(Stored items)
[Start of section]

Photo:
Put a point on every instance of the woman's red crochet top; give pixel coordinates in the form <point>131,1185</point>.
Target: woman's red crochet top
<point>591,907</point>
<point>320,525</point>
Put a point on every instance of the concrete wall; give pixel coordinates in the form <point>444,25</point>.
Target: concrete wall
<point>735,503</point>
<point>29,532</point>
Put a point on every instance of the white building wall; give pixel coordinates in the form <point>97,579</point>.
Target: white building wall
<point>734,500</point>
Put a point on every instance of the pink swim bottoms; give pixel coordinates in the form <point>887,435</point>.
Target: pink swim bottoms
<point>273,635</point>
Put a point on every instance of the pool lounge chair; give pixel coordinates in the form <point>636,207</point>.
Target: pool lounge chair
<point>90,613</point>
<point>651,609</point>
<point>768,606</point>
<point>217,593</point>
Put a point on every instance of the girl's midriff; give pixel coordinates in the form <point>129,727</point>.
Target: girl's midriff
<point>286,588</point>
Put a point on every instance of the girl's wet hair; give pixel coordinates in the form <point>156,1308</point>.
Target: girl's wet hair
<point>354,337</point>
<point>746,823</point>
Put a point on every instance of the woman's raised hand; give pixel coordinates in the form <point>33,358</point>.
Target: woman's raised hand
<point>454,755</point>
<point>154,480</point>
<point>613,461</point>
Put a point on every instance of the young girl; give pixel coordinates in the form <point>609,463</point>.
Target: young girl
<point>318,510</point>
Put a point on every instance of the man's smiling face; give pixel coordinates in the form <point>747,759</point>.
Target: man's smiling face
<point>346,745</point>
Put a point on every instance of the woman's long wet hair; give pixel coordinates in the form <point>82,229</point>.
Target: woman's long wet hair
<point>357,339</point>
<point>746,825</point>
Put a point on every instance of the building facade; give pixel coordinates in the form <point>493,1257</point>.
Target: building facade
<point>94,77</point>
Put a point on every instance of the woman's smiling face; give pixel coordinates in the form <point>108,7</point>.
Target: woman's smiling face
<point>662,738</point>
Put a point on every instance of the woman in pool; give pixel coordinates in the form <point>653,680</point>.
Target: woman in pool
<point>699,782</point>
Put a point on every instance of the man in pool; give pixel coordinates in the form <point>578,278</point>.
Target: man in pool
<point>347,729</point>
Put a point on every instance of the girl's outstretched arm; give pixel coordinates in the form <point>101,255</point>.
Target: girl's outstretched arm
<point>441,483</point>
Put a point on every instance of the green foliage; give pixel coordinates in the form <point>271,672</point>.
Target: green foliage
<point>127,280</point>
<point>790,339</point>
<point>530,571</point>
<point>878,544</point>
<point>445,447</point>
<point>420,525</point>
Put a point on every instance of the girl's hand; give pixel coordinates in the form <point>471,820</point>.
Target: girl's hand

[End of section]

» **Description of the task**
Repeat the entries shown above, every one, word for word.

» **Exercise response**
Photo:
Put a point on every instance of the woman's red crochet top; give pixel coordinates in the form <point>131,1185</point>.
Target: woman's red crochet top
<point>591,907</point>
<point>320,525</point>
Put a point on every instance of the concrete wall; give pixel coordinates in the form <point>444,25</point>.
Target: concrete wall
<point>735,503</point>
<point>29,532</point>
Put a point on every instance of the white building wall; give pixel coordinates in the form <point>97,579</point>.
Target: white building wall
<point>734,500</point>
Put a point on every instance of the pink swim bottoms; give pixel coordinates in the form <point>887,435</point>.
Target: pink swim bottoms
<point>273,635</point>
Put a point on every instance of the pool lounge chair; give pixel coordinates in the form <point>636,207</point>.
Target: pool lounge chair
<point>90,613</point>
<point>651,609</point>
<point>768,606</point>
<point>217,593</point>
Put a point on every instance of the girl's midriff; give pixel coordinates in the form <point>129,727</point>.
Target: girl's midriff
<point>286,588</point>
Put a point on every instance of the girl's wet hair; give pixel coordinates in the form <point>156,1308</point>.
Target: girl's wet hair
<point>354,337</point>
<point>746,823</point>
Put a point on every instance of the woman's raised hand; give pixel coordinates in the form <point>33,358</point>.
Target: woman's raised hand
<point>454,755</point>
<point>154,480</point>
<point>613,461</point>
Put a point on every instance of the young girl; give pixel coordinates in the form <point>609,463</point>.
Target: young girl
<point>318,510</point>
Put a point on every instance of the man's smiling face; give pixel coordinates in the form <point>747,759</point>.
Target: man's smiling face
<point>346,745</point>
Put a point on every instance of the woman's long wet hair; give pixel coordinates in the form <point>82,229</point>.
Target: woman's long wet hair
<point>357,339</point>
<point>746,825</point>
Put a point on every instance of the building facade; give pixel coordinates in the form <point>493,1257</point>.
Target: building facade
<point>94,77</point>
Put a point on every instance of the woman's smiling face; give pixel coordinates in the form <point>108,7</point>.
Target: woman's smiling face
<point>662,738</point>
Put a point on every instance of the woman in pool; give pixel coordinates in the form <point>653,680</point>.
Target: woman in pool
<point>699,782</point>
Put a point on every instance of the man in pool; give pixel coordinates in the form <point>578,278</point>.
Target: man in pool
<point>347,729</point>
Put a point on every instance of the girl's outstretched arm; give pixel coordinates in the form <point>101,255</point>.
Target: girl's outstretched arm
<point>441,483</point>
Put a point on every instance of the green foliage; give pixel coordinates in the form <point>271,672</point>.
Target: green foliage
<point>127,280</point>
<point>790,339</point>
<point>530,571</point>
<point>878,544</point>
<point>445,447</point>
<point>420,525</point>
Put a point on every instance of the girl's hand; give pixel coordinates in the form <point>471,820</point>.
Target: girl's hand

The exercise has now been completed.